WRITTEN REQUEST:
Gather every line of the material below that contains the string "wispy", and copy each one out in full.

Some records:
================

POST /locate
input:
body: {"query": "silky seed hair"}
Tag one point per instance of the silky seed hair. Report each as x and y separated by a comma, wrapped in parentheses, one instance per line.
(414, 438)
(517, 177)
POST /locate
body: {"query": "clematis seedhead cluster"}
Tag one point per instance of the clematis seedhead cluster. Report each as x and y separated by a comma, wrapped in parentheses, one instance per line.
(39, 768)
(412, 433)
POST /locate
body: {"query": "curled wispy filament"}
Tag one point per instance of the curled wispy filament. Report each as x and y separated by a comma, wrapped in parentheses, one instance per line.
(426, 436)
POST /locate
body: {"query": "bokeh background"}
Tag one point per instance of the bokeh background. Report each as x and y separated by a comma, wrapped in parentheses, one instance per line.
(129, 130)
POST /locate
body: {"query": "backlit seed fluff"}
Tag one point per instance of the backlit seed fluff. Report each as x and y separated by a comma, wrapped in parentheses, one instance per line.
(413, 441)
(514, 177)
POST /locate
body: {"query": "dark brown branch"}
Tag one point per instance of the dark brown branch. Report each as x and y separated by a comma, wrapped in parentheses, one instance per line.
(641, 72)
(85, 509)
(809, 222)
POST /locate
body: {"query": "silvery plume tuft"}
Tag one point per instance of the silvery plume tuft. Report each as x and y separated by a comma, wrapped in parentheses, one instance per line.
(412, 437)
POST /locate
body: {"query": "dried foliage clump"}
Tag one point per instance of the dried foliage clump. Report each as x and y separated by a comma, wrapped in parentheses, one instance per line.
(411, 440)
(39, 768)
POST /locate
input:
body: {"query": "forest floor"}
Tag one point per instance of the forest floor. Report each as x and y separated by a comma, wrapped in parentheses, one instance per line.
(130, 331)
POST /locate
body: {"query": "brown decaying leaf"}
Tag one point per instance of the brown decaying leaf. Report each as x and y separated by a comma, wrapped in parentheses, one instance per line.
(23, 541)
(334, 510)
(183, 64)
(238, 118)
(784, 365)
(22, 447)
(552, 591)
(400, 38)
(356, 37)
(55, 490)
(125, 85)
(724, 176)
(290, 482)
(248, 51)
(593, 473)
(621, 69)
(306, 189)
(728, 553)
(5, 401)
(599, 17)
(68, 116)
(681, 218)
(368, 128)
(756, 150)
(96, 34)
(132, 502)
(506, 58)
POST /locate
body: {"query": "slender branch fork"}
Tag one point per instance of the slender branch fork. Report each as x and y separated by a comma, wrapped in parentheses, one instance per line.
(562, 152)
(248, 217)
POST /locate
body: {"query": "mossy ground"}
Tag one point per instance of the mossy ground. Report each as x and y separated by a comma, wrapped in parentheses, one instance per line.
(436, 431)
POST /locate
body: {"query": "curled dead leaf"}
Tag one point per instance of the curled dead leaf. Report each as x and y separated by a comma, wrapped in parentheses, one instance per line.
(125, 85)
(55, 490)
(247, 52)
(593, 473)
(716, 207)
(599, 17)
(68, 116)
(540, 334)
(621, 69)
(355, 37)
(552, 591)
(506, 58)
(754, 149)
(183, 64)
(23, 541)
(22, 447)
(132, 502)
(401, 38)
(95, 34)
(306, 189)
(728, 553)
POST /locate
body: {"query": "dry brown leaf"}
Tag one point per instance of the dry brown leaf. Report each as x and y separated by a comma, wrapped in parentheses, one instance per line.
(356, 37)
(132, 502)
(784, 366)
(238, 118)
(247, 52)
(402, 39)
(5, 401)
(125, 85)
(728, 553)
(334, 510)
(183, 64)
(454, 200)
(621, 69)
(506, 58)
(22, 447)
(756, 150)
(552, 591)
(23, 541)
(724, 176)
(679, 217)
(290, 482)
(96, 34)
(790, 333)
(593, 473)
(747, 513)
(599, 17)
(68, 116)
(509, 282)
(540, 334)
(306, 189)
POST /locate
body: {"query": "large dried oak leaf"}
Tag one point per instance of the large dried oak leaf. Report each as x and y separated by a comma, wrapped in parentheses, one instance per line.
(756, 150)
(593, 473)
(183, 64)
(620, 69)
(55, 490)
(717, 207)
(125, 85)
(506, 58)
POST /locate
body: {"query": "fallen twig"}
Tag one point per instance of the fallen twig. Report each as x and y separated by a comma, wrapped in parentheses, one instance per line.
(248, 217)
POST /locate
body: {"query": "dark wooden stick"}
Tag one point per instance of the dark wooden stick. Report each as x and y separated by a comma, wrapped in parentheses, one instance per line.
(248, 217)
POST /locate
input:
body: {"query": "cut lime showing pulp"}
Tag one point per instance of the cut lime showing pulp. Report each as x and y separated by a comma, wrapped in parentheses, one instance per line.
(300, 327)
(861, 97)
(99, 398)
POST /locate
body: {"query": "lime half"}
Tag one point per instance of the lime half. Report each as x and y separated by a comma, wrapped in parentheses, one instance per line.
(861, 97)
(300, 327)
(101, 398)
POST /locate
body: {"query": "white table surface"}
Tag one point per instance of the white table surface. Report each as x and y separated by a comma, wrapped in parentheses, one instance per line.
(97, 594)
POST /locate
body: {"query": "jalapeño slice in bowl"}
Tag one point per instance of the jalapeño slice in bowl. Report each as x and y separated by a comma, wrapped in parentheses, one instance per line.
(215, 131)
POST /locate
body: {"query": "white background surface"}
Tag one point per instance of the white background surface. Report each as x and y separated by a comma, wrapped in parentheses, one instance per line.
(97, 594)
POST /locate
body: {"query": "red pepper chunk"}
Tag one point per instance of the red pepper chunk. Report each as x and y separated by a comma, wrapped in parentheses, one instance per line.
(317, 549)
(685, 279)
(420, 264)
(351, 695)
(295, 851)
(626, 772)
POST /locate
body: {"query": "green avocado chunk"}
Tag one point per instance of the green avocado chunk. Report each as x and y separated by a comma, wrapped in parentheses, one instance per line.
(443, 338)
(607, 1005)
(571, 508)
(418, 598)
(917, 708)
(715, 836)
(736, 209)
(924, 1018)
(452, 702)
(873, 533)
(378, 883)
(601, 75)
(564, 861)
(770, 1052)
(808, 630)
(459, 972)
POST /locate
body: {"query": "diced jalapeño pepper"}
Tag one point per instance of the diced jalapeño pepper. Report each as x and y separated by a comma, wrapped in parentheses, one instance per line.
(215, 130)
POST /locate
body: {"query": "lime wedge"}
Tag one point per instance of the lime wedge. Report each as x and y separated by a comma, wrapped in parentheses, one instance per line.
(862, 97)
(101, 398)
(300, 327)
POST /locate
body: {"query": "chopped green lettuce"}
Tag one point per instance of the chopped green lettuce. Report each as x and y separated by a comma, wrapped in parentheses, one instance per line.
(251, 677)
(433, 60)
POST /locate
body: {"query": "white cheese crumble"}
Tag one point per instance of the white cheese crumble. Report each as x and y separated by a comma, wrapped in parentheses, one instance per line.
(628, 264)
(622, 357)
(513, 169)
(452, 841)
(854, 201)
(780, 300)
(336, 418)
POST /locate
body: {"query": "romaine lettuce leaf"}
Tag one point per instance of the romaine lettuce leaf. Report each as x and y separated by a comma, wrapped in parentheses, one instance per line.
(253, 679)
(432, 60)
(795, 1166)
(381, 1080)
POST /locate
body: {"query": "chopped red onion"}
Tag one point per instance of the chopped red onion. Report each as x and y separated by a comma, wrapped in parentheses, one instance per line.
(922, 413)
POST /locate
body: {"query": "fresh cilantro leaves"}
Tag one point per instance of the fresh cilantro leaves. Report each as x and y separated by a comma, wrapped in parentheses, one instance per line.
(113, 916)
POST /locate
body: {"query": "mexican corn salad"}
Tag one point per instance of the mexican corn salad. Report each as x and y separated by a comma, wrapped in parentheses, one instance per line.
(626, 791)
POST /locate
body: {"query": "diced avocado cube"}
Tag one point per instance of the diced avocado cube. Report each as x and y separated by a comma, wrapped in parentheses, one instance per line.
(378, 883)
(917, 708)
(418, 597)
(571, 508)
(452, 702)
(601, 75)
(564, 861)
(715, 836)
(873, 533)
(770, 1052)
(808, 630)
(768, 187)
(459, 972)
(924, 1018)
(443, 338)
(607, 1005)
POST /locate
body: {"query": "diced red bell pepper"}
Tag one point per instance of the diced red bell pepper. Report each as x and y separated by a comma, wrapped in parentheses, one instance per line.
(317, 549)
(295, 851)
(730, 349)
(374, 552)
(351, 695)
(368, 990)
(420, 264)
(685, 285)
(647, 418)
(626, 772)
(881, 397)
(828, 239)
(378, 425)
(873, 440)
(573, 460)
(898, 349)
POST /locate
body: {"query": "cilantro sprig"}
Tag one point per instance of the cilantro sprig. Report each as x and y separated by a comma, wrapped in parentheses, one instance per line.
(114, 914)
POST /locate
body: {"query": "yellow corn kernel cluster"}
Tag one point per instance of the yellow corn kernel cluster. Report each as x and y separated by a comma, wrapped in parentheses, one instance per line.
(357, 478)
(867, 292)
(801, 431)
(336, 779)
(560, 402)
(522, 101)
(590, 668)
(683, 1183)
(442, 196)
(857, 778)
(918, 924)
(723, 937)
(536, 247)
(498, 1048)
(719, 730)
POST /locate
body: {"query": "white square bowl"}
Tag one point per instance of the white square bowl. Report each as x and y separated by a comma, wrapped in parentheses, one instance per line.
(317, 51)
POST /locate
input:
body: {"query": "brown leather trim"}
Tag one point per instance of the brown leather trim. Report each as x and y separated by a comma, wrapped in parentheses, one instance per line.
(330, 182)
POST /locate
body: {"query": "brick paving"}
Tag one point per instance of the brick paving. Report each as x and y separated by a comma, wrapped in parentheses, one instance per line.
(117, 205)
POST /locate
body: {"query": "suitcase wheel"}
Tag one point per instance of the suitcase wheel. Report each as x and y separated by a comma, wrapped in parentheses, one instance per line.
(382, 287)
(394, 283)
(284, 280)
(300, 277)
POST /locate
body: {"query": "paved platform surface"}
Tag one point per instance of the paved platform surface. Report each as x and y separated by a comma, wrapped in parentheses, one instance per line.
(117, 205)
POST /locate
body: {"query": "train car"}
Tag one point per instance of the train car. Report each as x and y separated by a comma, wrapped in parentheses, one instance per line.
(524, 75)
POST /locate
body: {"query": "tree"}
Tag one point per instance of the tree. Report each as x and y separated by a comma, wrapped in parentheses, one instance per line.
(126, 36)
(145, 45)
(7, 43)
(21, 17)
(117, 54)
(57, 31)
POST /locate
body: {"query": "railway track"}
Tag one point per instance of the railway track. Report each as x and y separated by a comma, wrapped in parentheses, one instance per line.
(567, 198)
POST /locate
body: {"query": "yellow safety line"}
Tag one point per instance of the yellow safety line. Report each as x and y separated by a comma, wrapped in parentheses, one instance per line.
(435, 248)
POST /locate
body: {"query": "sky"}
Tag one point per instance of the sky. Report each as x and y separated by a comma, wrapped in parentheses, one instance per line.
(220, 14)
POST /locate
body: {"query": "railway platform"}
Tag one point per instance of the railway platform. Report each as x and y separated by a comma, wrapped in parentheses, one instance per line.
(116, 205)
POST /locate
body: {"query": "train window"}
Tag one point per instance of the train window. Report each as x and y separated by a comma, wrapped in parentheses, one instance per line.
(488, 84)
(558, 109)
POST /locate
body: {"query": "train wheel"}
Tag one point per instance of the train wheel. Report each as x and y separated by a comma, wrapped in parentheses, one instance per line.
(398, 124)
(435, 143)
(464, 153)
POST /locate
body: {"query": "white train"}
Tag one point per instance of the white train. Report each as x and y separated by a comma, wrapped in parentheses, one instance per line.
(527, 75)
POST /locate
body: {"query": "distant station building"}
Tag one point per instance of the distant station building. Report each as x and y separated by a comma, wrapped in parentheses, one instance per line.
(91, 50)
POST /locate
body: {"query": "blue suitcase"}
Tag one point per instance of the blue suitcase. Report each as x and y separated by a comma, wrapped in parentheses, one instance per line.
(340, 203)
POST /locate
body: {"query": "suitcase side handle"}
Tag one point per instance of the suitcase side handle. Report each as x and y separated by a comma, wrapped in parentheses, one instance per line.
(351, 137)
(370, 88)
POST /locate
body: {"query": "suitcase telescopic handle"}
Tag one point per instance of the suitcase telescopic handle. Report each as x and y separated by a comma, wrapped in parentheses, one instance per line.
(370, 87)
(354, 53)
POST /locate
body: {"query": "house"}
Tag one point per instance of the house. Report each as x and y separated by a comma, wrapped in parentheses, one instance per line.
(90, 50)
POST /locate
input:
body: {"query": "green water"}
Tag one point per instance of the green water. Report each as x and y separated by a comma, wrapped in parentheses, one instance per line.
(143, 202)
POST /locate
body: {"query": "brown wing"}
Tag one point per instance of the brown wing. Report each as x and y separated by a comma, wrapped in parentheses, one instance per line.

================

FULL ANSWER:
body: {"query": "curled wispy filament"}
Tag one point per instance of the curled wispy filament. Report each as x and y separated by a comma, wrapped in parentheses, one instance per line.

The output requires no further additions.